• _Texte extrait_
((

Combats dans les cratères

La bataille des cratères de Sainte-Éloi, en avril 1916, fut un désastre pour la 2e division

Bureau canadien des archives de guerre/BAC/3329062

Au début de l’année 1916, les habiles sapeurs britanniques travaillaient d’arrache-pied pour placer de grosses mines profondément sous les tranchées allemandes. Ils en firent exploser au saillant d’Ypres en Belgique le 2 mars, et la bataille pour contrôler les cratères qui en résultèrent dura à peu près deux semaines. 

Une photo de reconnaissance aérienne illustre la situation — des tranchées criblées de cratères de mines et de trous d’obus — à Saint Éloi, en mars 1916.

))

• _À faire_
1. Recopiez fidèlement le passage du texte sur les combats dans les cratères compris entre « Combats dans les » et « en mars 1916. », ces deux passages inclus.
2. Répondez aux questions suivantes à partir du texte sur les combats dans les cratères.
(a) Pour quelle division la bataille des cratères d'avril 1916 fut-elle un désastre ?
(b) Combien de temps dura la bataille pour contrôler les cratères issus des explosions du 2 mars ?
(c) Que montre la photo de reconnaissance aérienne prise en mars 1916 ?
Les lignes qui suivent n'interviennent pas dans ce travail.

• _Données extraites_
((

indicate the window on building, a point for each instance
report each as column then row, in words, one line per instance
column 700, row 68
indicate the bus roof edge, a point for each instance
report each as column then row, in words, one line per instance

))

• _Corrigé_
1.
Combats dans les cratères

La bataille des cratères de Sainte-Éloi, en avril 1916, fut un désastre pour la 2e division

Bureau canadien des archives de guerre/BAC/3329062

Au début de l’année 1916, les habiles sapeurs britanniques travaillaient d’arrache-pied pour placer de grosses mines profondément sous les tranchées allemandes. Ils en firent exploser au saillant d’Ypres en Belgique le 2 mars, et la bataille pour contrôler les cratères qui en résultèrent dura à peu près deux semaines. 

Une photo de reconnaissance aérienne illustre la situation — des tranchées criblées de cratères de mines et de trous d’obus — à Saint Éloi, en mars 1916.

2.
(a) La 2e division.
(b) À peu près deux semaines.
(c) Des tranchées criblées de cratères de mines et de trous d'obus.